[Stored items from a collection]

[Begin]

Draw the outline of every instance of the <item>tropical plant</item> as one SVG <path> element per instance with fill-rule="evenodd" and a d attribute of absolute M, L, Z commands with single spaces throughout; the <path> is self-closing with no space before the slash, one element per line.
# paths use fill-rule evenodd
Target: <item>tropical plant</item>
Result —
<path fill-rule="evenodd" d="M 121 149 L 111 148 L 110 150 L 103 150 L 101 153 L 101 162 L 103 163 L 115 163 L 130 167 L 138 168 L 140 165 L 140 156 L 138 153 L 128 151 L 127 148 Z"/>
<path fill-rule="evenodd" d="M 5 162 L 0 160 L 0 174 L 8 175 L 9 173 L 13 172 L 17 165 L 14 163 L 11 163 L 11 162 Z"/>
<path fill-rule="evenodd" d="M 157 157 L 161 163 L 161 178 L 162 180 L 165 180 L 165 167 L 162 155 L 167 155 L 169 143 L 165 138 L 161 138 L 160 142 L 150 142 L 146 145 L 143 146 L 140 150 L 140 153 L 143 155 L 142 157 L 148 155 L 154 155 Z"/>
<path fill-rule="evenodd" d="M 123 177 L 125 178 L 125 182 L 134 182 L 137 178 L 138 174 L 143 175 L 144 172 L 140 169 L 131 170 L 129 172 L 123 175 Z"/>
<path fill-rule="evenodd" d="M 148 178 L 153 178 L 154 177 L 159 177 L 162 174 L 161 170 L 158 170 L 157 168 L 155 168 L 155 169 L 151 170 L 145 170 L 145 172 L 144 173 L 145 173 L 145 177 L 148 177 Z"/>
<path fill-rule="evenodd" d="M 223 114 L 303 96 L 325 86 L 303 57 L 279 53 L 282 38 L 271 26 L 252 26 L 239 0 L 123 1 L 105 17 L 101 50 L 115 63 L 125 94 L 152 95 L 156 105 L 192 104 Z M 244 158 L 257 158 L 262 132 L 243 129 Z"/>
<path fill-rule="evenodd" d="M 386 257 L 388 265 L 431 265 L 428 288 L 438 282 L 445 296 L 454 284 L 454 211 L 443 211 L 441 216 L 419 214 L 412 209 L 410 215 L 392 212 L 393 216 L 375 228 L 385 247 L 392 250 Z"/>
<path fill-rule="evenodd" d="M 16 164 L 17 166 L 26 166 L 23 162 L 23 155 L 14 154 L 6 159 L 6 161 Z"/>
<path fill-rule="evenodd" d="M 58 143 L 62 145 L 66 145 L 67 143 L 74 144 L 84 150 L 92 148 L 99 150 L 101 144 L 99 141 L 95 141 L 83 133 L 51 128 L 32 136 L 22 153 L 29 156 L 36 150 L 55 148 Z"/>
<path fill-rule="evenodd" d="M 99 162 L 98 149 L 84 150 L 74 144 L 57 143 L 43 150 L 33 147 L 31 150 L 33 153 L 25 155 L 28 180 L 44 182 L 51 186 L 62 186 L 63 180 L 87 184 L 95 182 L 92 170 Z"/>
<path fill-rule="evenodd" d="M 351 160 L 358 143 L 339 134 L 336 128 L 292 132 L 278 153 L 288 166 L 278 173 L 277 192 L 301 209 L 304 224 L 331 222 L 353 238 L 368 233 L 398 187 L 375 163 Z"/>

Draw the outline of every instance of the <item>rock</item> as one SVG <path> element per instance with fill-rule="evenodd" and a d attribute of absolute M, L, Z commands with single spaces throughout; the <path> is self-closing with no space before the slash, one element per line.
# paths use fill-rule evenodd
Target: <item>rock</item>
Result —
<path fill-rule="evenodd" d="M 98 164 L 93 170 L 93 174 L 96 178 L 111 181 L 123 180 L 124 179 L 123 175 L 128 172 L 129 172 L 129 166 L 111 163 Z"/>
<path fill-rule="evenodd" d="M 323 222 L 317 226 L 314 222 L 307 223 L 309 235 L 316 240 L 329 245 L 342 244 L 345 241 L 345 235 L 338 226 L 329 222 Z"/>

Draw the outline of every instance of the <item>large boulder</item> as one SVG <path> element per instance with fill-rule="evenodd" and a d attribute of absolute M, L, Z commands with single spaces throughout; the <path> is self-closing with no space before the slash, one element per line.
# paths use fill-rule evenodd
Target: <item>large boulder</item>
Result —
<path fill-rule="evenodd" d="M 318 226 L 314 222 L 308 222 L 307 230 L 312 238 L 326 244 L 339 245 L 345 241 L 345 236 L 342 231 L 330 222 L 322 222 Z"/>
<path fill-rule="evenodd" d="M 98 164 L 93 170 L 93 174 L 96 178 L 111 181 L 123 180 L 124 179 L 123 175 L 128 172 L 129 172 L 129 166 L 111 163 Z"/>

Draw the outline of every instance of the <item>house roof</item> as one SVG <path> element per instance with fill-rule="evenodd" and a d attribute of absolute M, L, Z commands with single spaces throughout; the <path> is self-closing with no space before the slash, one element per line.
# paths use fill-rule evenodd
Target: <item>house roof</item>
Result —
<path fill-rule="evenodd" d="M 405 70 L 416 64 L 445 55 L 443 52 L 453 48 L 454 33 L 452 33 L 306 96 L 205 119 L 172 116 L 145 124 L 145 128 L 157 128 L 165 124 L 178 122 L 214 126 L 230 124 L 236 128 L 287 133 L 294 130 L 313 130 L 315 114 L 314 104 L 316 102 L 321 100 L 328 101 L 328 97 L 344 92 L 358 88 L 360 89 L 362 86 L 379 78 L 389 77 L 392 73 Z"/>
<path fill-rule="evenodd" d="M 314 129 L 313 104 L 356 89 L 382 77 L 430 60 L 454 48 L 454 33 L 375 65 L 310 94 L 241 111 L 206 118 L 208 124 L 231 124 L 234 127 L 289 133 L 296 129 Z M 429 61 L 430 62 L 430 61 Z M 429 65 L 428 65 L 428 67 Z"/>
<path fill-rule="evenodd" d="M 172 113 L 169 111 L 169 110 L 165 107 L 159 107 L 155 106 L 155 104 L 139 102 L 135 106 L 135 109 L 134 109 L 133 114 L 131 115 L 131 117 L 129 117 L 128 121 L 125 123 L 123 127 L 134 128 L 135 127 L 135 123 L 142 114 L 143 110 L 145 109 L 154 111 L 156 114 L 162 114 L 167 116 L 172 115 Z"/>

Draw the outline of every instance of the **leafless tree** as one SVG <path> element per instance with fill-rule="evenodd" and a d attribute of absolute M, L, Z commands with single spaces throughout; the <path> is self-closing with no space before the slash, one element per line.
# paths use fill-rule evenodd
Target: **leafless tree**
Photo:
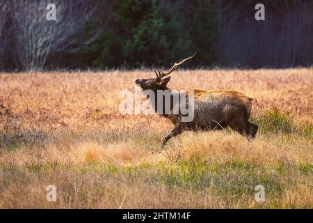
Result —
<path fill-rule="evenodd" d="M 8 38 L 8 33 L 6 31 L 6 24 L 10 3 L 8 0 L 0 1 L 0 68 L 3 66 L 4 51 Z"/>
<path fill-rule="evenodd" d="M 17 56 L 24 70 L 41 70 L 48 55 L 71 46 L 72 50 L 94 39 L 97 30 L 84 33 L 84 25 L 95 12 L 92 0 L 14 0 L 13 28 Z M 56 20 L 47 20 L 48 3 L 56 8 Z M 83 33 L 85 39 L 79 36 Z"/>
<path fill-rule="evenodd" d="M 313 3 L 299 0 L 296 4 L 268 2 L 266 20 L 257 22 L 253 1 L 248 6 L 235 5 L 232 1 L 223 5 L 222 37 L 218 58 L 224 64 L 252 67 L 292 67 L 307 66 L 313 59 Z M 271 5 L 272 3 L 272 5 Z M 244 8 L 246 7 L 246 8 Z"/>

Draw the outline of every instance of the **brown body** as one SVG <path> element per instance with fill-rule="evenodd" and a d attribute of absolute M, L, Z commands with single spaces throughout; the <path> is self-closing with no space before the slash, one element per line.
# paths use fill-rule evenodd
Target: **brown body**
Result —
<path fill-rule="evenodd" d="M 191 59 L 193 56 L 187 59 Z M 152 90 L 154 92 L 156 98 L 152 100 L 156 112 L 162 116 L 169 118 L 175 125 L 175 128 L 169 132 L 163 139 L 163 145 L 170 138 L 177 136 L 184 130 L 223 130 L 230 126 L 239 133 L 250 137 L 255 137 L 258 126 L 249 122 L 249 116 L 252 107 L 252 98 L 245 95 L 243 93 L 232 90 L 214 90 L 207 91 L 200 89 L 191 89 L 186 93 L 186 104 L 182 105 L 179 101 L 178 106 L 182 105 L 186 107 L 188 105 L 188 98 L 193 93 L 193 118 L 191 121 L 182 122 L 181 114 L 175 114 L 173 98 L 170 98 L 170 112 L 164 112 L 164 110 L 158 109 L 158 101 L 163 101 L 162 98 L 158 98 L 157 91 L 170 91 L 166 86 L 170 81 L 170 77 L 161 79 L 175 70 L 179 65 L 186 60 L 181 61 L 179 63 L 172 68 L 171 70 L 164 74 L 159 72 L 156 78 L 137 79 L 136 84 L 141 86 L 143 90 Z M 176 66 L 176 67 L 175 67 Z M 172 93 L 172 95 L 179 93 Z M 189 95 L 191 96 L 189 96 Z M 160 105 L 160 104 L 159 104 Z M 164 102 L 163 102 L 164 108 Z"/>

[End]

• **TASK TO COMPLETE**
Please write down the lines unchanged, starting with the line that contains "Draw the outline of every instance of the **leafless" and going on through the line that contains "313 3 L 299". Leave the pictures out.

• **SOLVED PROBLEM**
Draw the outline of every instance of the **leafless tree** as one SVG <path> element per instance with fill-rule="evenodd" and a d attribute of absolute M, L, Z commands with single spaces throughout; the <path> is self-closing with no space before the slash, one element per line.
# paths use fill-rule evenodd
Target: **leafless tree**
Photo:
Result —
<path fill-rule="evenodd" d="M 8 38 L 8 33 L 6 31 L 6 24 L 10 3 L 8 0 L 0 1 L 0 68 L 3 66 L 4 51 Z"/>
<path fill-rule="evenodd" d="M 17 56 L 24 70 L 41 70 L 48 55 L 71 46 L 72 50 L 94 39 L 97 30 L 84 33 L 84 25 L 95 12 L 92 0 L 14 0 L 13 28 Z M 56 20 L 47 20 L 48 3 L 56 8 Z M 83 33 L 85 39 L 79 36 Z"/>
<path fill-rule="evenodd" d="M 313 3 L 299 0 L 296 4 L 268 2 L 266 20 L 257 22 L 253 1 L 248 6 L 235 5 L 232 1 L 223 5 L 222 37 L 218 58 L 224 64 L 252 67 L 292 67 L 307 66 L 313 59 Z M 271 5 L 272 3 L 272 5 Z M 244 8 L 246 7 L 246 8 Z"/>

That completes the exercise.